**Your instructions**
Count the lines in the listing below that contain the word "white". Reply with only the number.

═══ Data lines ═══

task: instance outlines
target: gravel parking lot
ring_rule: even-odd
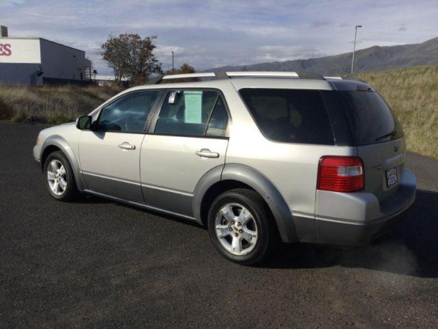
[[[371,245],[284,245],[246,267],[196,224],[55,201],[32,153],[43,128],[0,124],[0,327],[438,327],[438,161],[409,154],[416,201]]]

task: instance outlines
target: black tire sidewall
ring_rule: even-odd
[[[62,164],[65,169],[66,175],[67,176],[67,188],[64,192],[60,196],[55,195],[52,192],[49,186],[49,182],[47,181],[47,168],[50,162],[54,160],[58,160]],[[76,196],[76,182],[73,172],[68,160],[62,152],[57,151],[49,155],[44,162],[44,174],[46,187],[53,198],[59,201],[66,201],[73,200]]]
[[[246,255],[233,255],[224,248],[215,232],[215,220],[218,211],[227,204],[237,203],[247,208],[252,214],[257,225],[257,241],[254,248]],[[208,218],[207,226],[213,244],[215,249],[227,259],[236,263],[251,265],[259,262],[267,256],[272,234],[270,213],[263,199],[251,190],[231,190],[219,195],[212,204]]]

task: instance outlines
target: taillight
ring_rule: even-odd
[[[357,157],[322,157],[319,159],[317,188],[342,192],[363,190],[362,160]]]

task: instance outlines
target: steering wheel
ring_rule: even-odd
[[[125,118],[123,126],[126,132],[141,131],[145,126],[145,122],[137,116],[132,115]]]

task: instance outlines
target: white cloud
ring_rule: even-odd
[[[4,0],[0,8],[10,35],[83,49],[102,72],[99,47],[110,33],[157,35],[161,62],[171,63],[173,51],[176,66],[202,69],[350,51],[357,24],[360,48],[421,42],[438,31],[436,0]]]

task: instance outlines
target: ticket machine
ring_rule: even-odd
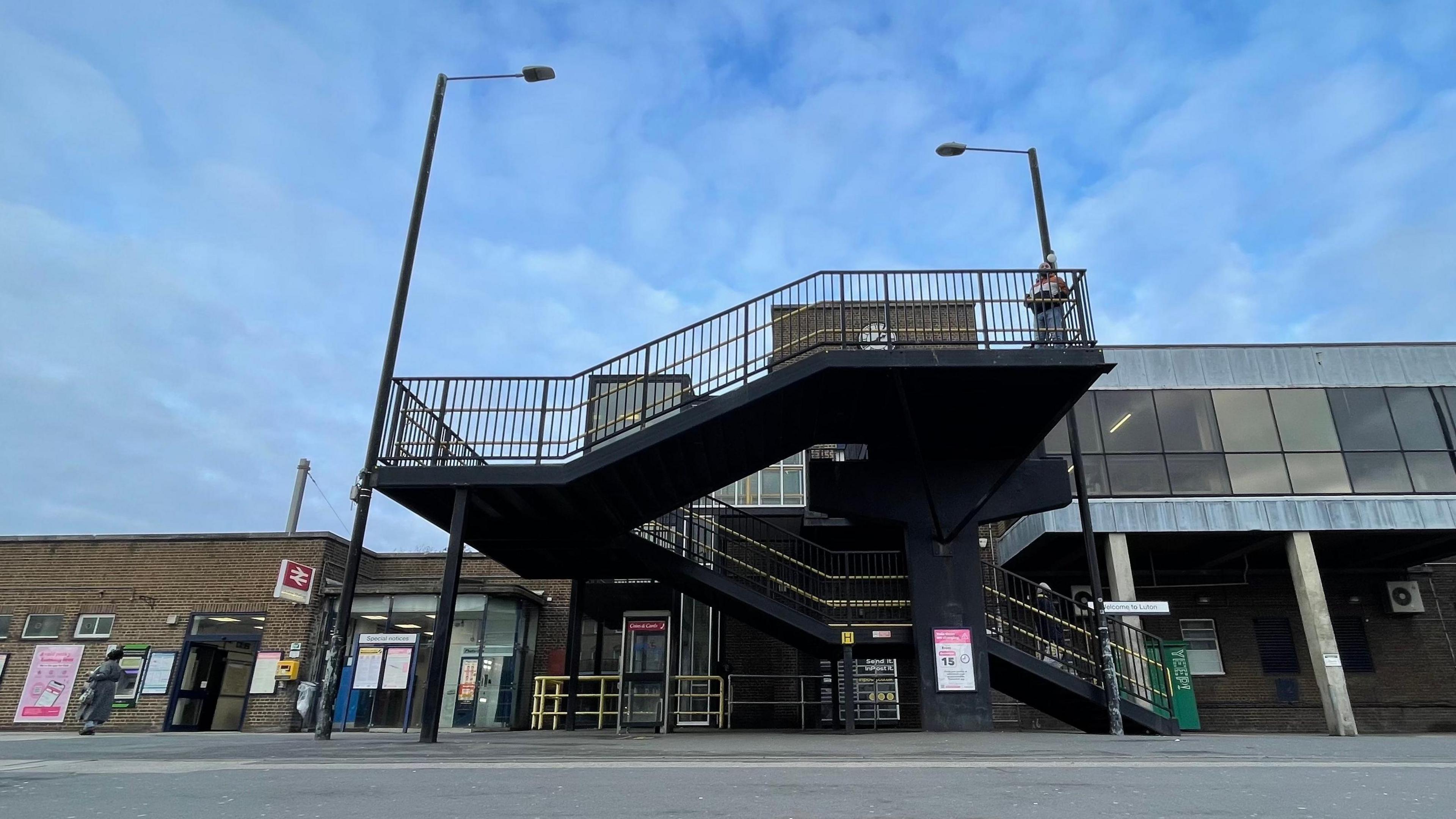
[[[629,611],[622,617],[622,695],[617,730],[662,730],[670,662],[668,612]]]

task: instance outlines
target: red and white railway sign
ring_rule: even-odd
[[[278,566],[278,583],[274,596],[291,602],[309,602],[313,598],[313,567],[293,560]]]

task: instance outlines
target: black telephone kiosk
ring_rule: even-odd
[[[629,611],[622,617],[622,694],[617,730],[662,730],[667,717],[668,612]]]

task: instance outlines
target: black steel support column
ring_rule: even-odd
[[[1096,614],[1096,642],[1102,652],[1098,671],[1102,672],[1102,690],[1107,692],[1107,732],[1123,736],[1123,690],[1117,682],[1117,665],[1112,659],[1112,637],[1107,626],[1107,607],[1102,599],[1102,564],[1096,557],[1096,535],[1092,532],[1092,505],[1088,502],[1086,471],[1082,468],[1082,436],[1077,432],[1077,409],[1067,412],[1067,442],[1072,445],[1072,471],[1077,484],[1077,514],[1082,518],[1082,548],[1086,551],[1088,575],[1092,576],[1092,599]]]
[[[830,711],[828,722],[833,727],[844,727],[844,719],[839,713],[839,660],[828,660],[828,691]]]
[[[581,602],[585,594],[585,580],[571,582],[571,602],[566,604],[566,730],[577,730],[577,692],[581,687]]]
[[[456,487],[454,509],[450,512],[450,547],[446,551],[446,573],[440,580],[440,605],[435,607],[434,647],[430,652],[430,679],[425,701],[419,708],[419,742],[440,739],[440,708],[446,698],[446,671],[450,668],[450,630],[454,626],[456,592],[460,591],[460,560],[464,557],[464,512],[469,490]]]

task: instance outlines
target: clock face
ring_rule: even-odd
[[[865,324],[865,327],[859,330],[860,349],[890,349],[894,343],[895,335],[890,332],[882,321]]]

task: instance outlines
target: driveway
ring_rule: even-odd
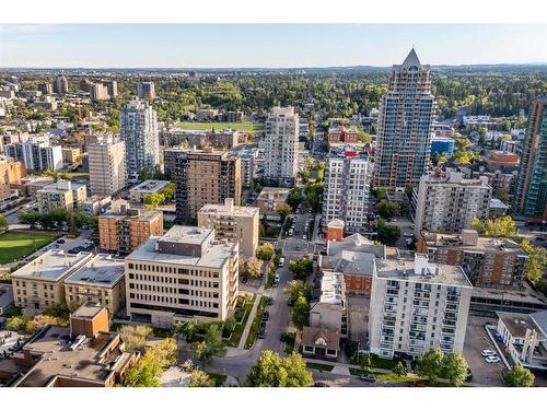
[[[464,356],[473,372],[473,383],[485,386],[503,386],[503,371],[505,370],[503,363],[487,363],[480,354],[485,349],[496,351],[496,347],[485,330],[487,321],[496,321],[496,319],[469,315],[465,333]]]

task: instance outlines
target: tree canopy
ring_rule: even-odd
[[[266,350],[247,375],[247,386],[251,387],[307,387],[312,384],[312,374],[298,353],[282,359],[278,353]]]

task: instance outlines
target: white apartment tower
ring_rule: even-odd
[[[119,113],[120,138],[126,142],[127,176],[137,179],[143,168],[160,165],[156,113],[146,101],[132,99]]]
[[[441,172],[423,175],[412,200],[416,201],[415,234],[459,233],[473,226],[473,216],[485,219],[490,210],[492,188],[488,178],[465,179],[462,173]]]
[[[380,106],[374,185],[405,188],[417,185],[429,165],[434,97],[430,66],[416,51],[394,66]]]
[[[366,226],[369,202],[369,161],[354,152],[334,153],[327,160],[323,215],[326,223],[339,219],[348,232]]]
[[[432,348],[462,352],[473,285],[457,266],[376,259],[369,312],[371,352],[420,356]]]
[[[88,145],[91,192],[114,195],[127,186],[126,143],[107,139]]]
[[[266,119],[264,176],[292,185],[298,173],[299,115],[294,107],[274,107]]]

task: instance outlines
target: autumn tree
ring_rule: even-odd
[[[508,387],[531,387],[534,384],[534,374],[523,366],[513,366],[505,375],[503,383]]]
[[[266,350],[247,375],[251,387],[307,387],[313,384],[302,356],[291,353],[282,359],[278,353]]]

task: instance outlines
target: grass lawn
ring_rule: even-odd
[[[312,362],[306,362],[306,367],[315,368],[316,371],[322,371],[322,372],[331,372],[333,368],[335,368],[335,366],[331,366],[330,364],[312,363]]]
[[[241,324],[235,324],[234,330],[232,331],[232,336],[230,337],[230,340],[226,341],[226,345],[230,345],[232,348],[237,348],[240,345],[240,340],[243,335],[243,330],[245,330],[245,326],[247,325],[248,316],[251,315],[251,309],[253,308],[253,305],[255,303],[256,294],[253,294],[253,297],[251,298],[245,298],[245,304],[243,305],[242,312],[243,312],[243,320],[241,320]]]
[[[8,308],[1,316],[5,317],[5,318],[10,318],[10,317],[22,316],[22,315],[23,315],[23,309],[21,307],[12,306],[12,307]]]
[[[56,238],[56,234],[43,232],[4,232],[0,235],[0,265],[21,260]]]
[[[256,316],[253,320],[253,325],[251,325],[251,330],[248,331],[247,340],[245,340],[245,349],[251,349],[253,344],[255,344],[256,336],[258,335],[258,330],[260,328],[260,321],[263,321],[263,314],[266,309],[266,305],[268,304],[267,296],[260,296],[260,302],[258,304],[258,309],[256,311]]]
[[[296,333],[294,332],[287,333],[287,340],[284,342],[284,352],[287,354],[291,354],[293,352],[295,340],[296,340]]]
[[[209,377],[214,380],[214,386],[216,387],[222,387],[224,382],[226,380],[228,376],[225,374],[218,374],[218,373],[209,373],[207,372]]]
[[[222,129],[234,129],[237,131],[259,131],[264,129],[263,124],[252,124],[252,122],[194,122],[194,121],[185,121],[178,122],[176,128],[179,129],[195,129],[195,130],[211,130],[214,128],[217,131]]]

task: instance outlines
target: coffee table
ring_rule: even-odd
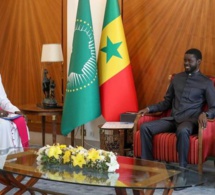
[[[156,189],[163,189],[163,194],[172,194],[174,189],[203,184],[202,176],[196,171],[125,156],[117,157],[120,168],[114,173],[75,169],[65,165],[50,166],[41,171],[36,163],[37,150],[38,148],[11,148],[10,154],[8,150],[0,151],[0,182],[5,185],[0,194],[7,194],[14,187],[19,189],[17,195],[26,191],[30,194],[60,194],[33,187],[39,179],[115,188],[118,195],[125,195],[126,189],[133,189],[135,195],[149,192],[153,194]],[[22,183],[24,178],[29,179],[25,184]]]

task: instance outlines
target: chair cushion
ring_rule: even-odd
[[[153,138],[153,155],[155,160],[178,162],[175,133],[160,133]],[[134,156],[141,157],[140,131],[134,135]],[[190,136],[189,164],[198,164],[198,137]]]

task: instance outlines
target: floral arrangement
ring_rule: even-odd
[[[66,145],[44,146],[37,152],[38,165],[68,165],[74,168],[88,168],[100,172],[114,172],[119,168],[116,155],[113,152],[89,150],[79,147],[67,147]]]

═══

**Solution to this task**
3